Pull out every line of the records below that contains the word "snow", matching case exactly.

## RECORDS TO PROCESS:
══════════════════════════════

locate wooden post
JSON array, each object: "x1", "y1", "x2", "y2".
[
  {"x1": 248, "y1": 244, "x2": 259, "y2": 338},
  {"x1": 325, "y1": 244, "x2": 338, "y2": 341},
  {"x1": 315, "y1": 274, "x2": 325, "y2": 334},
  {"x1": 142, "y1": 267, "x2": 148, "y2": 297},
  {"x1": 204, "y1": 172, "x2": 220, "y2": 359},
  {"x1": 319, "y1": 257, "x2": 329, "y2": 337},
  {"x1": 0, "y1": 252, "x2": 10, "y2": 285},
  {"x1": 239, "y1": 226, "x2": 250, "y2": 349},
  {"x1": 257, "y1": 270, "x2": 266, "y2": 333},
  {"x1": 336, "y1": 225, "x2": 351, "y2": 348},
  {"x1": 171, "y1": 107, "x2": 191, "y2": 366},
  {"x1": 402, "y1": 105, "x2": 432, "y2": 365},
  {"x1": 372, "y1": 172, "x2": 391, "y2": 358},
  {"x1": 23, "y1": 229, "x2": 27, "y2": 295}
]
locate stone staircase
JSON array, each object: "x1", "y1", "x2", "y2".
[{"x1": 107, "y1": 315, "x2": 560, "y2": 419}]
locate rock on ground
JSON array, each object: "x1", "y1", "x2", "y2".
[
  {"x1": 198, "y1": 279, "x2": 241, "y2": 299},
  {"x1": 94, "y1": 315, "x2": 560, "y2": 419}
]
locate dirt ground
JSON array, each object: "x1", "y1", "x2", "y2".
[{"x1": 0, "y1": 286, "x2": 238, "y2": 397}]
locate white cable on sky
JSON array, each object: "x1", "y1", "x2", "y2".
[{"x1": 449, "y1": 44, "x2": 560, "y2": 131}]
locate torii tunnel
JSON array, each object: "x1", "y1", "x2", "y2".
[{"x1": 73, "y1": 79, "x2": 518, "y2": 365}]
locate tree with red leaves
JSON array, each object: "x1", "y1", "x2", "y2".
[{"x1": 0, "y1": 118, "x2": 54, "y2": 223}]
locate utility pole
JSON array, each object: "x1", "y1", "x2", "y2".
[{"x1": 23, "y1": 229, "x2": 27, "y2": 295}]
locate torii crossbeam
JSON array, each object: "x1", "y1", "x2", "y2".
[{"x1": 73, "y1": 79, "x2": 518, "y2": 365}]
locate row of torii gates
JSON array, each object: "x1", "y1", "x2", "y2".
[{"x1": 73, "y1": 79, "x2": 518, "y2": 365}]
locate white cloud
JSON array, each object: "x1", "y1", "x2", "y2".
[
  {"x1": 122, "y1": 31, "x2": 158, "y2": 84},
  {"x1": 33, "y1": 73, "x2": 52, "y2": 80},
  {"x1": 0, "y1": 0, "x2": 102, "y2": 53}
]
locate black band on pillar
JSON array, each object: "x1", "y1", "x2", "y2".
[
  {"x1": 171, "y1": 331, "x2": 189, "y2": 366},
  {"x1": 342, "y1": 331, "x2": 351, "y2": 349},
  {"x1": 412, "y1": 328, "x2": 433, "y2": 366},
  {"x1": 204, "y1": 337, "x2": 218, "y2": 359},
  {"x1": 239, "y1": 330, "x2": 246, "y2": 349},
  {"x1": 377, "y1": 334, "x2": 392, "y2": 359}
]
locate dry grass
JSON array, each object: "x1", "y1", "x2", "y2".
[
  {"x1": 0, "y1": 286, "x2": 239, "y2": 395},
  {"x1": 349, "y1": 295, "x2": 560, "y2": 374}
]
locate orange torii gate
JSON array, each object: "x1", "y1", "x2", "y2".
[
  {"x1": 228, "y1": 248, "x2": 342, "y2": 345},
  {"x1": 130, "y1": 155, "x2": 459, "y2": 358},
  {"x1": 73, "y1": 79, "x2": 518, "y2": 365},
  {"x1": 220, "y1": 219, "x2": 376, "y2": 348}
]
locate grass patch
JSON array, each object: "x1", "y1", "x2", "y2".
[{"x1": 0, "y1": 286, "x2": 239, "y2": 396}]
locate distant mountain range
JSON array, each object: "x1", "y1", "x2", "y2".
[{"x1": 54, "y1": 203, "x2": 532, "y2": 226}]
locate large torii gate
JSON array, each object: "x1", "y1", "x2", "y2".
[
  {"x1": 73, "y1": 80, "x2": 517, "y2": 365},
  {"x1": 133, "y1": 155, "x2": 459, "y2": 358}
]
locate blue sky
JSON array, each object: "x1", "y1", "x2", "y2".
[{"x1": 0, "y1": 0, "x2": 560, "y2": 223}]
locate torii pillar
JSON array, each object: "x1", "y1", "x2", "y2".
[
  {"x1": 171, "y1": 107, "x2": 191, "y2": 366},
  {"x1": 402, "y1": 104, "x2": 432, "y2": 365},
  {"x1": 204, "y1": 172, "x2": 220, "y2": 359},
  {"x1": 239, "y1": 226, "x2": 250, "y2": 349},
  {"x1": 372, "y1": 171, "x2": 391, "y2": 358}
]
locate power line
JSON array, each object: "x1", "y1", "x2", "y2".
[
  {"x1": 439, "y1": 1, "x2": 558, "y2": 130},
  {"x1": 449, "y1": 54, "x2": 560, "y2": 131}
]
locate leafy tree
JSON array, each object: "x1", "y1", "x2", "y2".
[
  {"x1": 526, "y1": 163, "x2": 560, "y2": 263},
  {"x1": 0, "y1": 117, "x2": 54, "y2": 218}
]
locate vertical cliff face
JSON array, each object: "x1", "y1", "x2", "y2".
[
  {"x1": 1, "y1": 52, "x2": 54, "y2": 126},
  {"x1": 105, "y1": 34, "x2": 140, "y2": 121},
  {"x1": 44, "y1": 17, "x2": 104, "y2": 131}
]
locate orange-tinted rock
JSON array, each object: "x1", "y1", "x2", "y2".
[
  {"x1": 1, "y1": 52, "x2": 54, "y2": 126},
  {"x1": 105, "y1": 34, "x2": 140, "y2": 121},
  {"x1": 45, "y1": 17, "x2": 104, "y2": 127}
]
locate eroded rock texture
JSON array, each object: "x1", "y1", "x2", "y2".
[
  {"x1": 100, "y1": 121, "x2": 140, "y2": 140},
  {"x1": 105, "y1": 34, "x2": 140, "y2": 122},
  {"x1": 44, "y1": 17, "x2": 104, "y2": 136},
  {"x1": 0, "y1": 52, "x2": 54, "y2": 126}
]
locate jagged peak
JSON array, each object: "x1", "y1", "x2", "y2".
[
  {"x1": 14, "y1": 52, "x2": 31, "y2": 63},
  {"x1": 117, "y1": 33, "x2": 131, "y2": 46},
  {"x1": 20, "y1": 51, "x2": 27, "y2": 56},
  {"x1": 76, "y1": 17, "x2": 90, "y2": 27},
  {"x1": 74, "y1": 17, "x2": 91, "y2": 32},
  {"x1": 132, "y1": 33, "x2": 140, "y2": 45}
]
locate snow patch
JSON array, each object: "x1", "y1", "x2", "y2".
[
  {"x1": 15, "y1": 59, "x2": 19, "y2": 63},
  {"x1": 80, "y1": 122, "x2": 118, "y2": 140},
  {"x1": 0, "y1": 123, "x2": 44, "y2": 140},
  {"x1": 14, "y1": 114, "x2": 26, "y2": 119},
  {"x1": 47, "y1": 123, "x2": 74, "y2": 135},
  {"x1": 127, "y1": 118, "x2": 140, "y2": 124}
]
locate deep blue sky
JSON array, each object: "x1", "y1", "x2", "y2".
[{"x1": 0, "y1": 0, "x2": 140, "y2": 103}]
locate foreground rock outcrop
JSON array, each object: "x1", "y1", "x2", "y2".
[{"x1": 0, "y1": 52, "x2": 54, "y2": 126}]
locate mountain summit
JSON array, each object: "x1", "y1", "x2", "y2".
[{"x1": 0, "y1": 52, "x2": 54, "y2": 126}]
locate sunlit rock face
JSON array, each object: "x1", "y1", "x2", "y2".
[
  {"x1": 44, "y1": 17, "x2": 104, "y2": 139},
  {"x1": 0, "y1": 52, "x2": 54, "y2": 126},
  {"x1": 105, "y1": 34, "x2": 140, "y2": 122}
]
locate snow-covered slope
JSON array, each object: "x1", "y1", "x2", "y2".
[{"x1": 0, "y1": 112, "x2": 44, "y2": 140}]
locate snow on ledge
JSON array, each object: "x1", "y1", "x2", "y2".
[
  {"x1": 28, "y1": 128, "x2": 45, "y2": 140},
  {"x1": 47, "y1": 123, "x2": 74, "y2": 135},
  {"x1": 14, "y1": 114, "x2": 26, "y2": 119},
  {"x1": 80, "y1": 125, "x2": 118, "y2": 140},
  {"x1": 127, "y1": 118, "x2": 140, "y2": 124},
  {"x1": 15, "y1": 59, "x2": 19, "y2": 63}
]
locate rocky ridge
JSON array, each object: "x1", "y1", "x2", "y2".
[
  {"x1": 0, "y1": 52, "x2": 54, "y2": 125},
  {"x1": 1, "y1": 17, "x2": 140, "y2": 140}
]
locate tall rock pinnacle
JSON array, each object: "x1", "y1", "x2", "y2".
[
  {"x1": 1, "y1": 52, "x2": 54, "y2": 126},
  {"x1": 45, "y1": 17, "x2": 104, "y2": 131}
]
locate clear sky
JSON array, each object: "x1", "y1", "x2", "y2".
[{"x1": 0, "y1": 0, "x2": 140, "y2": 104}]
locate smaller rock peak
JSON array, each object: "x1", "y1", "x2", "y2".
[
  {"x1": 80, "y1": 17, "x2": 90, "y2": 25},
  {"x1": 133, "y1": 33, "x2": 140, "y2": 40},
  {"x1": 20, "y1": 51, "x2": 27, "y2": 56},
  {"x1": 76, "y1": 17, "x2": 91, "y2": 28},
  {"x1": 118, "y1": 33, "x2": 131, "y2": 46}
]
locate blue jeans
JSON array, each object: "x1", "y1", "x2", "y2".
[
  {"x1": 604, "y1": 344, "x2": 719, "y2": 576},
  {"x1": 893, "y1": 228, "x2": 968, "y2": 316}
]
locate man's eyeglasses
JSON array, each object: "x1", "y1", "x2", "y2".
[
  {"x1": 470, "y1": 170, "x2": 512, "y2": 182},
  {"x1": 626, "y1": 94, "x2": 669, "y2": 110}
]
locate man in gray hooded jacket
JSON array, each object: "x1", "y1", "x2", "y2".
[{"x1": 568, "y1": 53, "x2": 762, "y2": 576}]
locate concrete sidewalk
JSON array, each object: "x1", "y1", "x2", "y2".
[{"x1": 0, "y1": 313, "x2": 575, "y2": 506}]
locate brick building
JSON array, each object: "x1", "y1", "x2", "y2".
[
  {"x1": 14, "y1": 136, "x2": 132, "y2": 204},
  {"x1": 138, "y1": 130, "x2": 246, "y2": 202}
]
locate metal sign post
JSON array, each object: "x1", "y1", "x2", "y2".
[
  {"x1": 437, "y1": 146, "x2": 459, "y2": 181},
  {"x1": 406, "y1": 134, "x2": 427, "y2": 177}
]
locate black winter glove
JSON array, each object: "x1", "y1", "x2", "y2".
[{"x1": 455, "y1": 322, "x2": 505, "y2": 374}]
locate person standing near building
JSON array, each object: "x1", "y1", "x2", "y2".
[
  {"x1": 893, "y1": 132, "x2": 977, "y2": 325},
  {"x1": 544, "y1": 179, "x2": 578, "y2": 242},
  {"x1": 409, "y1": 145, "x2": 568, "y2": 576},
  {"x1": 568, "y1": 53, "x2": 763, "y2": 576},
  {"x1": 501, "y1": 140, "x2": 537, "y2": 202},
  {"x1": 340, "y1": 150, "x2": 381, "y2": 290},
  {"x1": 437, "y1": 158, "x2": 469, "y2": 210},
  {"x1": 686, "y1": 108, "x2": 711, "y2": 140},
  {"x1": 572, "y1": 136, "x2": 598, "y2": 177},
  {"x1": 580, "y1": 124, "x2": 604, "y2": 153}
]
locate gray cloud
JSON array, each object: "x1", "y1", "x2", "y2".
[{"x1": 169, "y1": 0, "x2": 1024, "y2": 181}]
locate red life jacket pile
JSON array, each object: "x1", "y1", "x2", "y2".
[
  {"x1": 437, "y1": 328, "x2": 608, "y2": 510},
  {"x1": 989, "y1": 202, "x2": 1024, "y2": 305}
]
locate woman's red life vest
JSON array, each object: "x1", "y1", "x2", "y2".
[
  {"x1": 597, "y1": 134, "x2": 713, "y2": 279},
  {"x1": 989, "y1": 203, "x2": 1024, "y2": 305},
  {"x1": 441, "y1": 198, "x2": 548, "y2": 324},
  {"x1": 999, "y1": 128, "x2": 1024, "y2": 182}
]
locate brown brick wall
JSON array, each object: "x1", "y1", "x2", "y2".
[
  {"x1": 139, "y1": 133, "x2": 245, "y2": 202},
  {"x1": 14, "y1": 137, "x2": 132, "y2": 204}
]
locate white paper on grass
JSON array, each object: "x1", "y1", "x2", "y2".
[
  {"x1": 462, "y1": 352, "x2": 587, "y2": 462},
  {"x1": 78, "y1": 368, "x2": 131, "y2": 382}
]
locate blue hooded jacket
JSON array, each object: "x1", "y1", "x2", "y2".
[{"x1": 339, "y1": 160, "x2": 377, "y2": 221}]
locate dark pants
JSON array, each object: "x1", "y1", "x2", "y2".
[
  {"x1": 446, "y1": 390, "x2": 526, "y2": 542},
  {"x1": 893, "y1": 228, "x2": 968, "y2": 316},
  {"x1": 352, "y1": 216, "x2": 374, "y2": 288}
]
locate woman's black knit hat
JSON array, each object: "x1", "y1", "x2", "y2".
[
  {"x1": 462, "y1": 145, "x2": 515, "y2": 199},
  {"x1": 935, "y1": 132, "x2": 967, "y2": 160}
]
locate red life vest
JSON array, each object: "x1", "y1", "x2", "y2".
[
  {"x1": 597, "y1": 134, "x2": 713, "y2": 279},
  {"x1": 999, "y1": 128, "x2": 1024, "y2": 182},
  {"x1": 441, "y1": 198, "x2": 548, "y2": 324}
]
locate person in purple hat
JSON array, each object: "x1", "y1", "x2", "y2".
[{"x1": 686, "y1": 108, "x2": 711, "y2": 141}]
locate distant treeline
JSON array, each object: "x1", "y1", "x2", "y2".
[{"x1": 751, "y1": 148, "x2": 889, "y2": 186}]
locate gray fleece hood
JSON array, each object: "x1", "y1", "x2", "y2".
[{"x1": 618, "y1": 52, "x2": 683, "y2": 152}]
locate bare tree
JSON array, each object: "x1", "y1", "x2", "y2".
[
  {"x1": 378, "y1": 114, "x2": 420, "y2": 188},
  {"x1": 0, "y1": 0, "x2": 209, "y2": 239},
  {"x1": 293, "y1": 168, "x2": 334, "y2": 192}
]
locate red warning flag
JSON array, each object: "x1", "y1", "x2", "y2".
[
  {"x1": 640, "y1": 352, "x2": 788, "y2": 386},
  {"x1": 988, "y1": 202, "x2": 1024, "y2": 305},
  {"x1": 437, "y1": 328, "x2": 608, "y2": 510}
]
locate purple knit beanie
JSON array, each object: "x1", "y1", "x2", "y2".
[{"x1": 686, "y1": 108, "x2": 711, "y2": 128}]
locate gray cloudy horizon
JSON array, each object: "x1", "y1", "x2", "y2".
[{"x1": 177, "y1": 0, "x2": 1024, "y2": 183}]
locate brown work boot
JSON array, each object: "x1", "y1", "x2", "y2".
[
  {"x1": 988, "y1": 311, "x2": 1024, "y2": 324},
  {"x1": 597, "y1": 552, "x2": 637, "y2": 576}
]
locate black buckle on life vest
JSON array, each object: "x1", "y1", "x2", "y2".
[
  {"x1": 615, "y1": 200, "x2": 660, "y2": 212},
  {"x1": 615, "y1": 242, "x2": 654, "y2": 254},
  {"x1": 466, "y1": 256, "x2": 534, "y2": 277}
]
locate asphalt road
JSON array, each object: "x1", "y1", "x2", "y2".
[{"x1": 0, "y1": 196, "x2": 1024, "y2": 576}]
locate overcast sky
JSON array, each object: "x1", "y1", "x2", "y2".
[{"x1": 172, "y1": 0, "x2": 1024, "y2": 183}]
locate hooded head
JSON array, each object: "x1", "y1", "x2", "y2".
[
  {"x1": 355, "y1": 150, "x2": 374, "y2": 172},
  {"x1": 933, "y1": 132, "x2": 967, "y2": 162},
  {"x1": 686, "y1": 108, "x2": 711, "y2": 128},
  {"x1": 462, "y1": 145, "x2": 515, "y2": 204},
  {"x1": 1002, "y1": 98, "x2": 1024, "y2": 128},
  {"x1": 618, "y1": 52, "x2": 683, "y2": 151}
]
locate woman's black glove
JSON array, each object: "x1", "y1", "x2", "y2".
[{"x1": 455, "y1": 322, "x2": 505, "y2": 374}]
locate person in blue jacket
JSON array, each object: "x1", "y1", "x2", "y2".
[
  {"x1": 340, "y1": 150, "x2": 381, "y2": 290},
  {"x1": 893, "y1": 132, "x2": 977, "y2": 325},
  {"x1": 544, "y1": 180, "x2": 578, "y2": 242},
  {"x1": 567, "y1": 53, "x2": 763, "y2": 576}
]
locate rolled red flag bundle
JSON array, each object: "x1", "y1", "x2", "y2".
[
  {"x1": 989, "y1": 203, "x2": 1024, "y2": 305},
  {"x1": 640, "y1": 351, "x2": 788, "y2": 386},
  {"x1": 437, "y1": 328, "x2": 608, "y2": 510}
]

══════════════════════════════

## TASK SOLUTION:
locate snow patch
locate snow-covered slope
locate snow on ledge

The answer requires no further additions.